● **Instruction a**: In the post about building a Chrome extension, return word for word the stretch that begins at the words "For example lets" and stops after the words "you stay longer?".

Here's how building a chrome extension went

Paul - Aug 28 - - Dev Community

Soooo!

Recently I had a client for whom I had to make a landing page (will talk about this in another blog).

Something that I always hated the most is picking a font for a website. I have even watched hours of video on typography, and still find it difficult to pick a font. Oh! believe me when I say the font types you choose make a lot of difference and in a way it adds personality to a page. It can take your page from 🤮 to 🤯.

For example lets test 2 different fonts on the NYT (New York times) page

NYT

The one one the left is NYT's default "Cheltenham" and "Georgia". The one on the right is a "italiana" Guess which is more readable? Which page will you stay longer?

Or

look at some of the websites on Awwwards, you'll always notice almost all of them have great Typography that goes with the page.

Coming up with the idea

idea

Now testing different fonts on a website would take a lot of time, it's also due to the fact that most of us don't have a quick preview of the font on our website. (especially when coding it yourself)

This is when I realized having a quick preview of the fonts directly on the webpage would save me hours of guess working.

I wanted to preview Google fonts (my primary source for fonts) on any website and copy the code directly. The only way to achieve this was by making a browser extension.

So I took a week off and started building a tool called Font tester and open-sourced it so you can take a reference if you are building an extension.

Why I started with chrome?

Big

Well to no-one's surprise I decided to start with chrome extension because of its market dominance. Chrome has a market share of 65.41% followed by safari - 18.39% and Edge with 5.24%. (source)

Despite my primary browser being Edge I decided to make the extension for Chrome so many more people could use my extension, now don't get me wrong, I still use chrome, but sometimes it takes up huge chunk of my computers memory.
Plus porting an extension made for Chrome to Edge or chromium based browsers isn't that difficult (at-least that's what I read)

Injecting the widget Vs Popup

Now when you start going through the developer guide by Google, you'll see that there are multiple ways to show your extension.

I'll be focusing on the Popup and injecting the widget to the page.

The popup is the one that popups as shown below.

credit Google

It runs in an isolated container, has a separate DOM and JS context.

Now while this might be ideal for most use-cases, I didn't want the extension to be in one place. I wanted to allow people to move the widget around on the page, so its easier to use and less annoying

This is why I chose to inject the widget directly into the webpage so it looks something like show below

Github

Using Vanilla JS VS Library

I started developing this in plain Js, but quickly realised that using this approach, it would take me more time to develop the prototype, so I decided to use React.js.

Setting up things initially with React.js for extension took me sometime (mostly because I couldn't find much help with React+chrome extension), However, I was able to move faster during the development phase.

● **Records shown**:
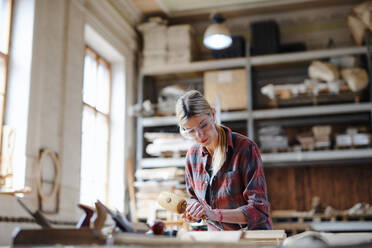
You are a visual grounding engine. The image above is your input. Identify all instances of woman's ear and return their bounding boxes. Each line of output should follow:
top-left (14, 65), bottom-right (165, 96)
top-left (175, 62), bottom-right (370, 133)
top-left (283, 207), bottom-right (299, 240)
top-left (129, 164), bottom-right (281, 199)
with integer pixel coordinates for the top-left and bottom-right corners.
top-left (211, 107), bottom-right (216, 122)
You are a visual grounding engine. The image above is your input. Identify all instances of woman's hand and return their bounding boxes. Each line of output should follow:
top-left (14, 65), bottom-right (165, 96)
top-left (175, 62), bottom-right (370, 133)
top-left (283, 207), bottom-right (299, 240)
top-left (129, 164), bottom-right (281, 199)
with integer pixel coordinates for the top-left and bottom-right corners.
top-left (182, 199), bottom-right (206, 222)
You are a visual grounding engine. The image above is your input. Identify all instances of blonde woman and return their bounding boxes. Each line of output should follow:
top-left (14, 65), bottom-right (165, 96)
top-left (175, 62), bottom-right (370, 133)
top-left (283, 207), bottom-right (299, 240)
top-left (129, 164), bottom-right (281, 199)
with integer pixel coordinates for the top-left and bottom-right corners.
top-left (176, 90), bottom-right (272, 230)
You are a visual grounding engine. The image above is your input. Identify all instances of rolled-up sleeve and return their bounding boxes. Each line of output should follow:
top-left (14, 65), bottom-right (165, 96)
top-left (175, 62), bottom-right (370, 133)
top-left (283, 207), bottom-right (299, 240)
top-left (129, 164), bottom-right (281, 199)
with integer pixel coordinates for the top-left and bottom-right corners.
top-left (239, 144), bottom-right (272, 230)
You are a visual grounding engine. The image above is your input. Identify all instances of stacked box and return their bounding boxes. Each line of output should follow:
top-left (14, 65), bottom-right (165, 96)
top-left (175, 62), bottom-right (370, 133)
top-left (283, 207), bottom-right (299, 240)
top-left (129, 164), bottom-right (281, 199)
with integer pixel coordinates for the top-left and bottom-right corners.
top-left (138, 20), bottom-right (168, 67)
top-left (203, 69), bottom-right (247, 111)
top-left (167, 25), bottom-right (196, 64)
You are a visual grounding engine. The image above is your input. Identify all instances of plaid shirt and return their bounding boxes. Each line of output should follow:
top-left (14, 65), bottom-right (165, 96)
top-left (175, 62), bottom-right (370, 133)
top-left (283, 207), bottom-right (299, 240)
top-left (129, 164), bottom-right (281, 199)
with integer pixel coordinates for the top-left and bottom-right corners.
top-left (186, 127), bottom-right (272, 230)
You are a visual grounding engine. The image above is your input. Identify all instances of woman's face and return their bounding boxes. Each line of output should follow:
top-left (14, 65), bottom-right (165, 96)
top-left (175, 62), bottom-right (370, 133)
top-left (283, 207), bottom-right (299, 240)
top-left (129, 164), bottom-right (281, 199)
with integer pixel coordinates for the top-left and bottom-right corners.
top-left (183, 114), bottom-right (218, 146)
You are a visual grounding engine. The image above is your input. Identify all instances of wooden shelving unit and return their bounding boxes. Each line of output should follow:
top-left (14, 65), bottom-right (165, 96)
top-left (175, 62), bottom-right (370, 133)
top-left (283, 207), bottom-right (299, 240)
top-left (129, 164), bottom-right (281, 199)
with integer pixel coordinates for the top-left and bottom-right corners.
top-left (137, 47), bottom-right (372, 168)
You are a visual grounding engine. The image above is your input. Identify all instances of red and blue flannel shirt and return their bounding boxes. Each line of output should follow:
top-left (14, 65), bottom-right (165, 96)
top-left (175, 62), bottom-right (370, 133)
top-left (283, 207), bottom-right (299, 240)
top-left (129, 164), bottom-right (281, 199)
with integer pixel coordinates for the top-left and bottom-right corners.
top-left (185, 127), bottom-right (272, 230)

● **Instruction b**: Find each line in the entries that contains the word "shirt", and copy those lines in full.

● **Right answer a**:
For example lets test 2 different fonts on the NYT (New York times) page

NYT

The one one the left is NYT's default "Cheltenham" and "Georgia". The one on the right is a "italiana" Guess which is more readable? Which page will you stay longer?

● **Right answer b**:
You are a visual grounding engine. The image above is your input. Identify all instances of plaid shirt and return their bounding boxes. Each line of output should follow:
You are a visual grounding engine. The image above is your input. Identify all instances of red and blue flannel shirt and return their bounding boxes. Each line of output should follow:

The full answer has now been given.